-- Start of MATERIAL FOR THE TASK --

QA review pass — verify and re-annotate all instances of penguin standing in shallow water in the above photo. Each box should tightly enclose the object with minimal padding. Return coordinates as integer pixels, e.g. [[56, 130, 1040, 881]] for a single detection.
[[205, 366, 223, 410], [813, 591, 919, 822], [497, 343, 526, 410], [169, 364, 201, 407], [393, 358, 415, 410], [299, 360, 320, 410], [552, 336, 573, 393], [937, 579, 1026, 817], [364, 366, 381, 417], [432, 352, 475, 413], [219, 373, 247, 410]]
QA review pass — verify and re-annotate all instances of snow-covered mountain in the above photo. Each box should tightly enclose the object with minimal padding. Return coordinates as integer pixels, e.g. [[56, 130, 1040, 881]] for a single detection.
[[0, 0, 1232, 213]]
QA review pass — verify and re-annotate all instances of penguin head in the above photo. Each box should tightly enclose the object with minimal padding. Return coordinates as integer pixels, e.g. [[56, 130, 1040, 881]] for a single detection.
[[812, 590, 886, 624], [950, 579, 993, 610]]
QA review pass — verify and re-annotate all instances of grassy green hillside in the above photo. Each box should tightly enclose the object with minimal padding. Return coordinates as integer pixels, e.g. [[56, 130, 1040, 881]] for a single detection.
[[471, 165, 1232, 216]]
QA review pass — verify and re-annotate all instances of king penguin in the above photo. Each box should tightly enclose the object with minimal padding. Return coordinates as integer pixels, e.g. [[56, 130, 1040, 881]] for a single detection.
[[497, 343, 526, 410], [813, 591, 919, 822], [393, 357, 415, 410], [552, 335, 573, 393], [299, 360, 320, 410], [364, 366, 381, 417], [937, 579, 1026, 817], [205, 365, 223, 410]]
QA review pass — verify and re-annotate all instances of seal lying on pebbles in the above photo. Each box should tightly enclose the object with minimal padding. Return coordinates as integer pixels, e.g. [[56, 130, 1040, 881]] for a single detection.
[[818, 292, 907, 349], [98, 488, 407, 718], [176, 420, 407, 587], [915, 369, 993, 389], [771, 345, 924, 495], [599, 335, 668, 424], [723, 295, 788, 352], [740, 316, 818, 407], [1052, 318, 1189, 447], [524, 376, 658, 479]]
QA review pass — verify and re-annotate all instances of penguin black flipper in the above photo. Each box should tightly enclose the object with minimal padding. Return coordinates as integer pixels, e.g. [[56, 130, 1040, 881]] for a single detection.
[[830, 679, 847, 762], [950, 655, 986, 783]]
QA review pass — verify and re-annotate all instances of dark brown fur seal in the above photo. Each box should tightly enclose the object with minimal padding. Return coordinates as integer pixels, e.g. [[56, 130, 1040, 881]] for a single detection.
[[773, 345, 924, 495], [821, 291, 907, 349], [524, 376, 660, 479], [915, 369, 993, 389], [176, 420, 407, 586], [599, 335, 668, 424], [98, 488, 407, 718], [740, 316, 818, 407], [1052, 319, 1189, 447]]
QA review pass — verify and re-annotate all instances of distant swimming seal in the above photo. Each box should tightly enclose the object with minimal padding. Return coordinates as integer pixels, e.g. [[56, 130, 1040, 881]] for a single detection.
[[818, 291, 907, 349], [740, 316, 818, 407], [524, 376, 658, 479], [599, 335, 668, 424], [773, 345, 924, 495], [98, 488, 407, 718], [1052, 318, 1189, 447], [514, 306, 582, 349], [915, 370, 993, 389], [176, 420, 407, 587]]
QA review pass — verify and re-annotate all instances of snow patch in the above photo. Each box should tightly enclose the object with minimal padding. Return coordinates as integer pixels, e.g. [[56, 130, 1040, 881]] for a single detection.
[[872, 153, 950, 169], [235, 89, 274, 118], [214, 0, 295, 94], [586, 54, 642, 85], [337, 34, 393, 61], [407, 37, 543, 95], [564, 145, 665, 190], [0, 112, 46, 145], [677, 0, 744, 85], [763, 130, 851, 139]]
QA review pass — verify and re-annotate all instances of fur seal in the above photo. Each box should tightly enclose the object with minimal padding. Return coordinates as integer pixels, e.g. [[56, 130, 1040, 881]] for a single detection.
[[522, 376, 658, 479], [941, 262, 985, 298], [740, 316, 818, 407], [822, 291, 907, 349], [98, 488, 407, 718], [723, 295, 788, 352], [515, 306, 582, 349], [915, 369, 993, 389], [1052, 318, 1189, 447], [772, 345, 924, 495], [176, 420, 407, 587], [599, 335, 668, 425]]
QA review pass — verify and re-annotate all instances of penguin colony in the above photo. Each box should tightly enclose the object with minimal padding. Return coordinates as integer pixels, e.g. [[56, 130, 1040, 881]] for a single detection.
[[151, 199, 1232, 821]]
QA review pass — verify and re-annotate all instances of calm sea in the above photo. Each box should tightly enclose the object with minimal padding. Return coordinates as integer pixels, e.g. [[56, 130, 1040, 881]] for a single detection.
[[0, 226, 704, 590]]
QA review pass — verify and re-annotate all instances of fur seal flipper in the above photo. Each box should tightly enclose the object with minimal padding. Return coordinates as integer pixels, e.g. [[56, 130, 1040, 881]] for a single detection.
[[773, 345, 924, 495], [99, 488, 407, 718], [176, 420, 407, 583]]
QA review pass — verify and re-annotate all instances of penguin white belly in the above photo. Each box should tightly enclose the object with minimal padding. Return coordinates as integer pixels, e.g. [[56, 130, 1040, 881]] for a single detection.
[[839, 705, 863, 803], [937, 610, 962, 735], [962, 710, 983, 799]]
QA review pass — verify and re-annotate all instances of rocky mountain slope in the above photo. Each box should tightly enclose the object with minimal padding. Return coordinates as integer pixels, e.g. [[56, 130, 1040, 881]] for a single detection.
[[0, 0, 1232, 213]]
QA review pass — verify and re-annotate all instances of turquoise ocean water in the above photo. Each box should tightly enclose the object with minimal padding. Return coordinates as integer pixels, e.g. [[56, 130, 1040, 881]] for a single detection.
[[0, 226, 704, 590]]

-- End of MATERIAL FOR THE TASK --

Reproduce word for word the part of the listing above that begins at the line containing "QA review pass — verify and re-annotate all instances of rocky" and continues through the last line of the listing, including both of those lines.

QA review pass — verify and re-annotate all instances of rocky mountain slope in the above photo. Each box should tightly enclose the object with minimal padding. Return coordinates as integer pixels, e.g. [[56, 130, 1040, 881]] for a single detection.
[[0, 0, 1232, 213]]
QA review pass — verify and re-annotate all instances of turquoise ocean water in the above photo. Each box should tightly enclose the object with minimal padding. Return coordinates as integer pixels, e.g. [[56, 130, 1040, 881]] for a single detection.
[[0, 226, 704, 590]]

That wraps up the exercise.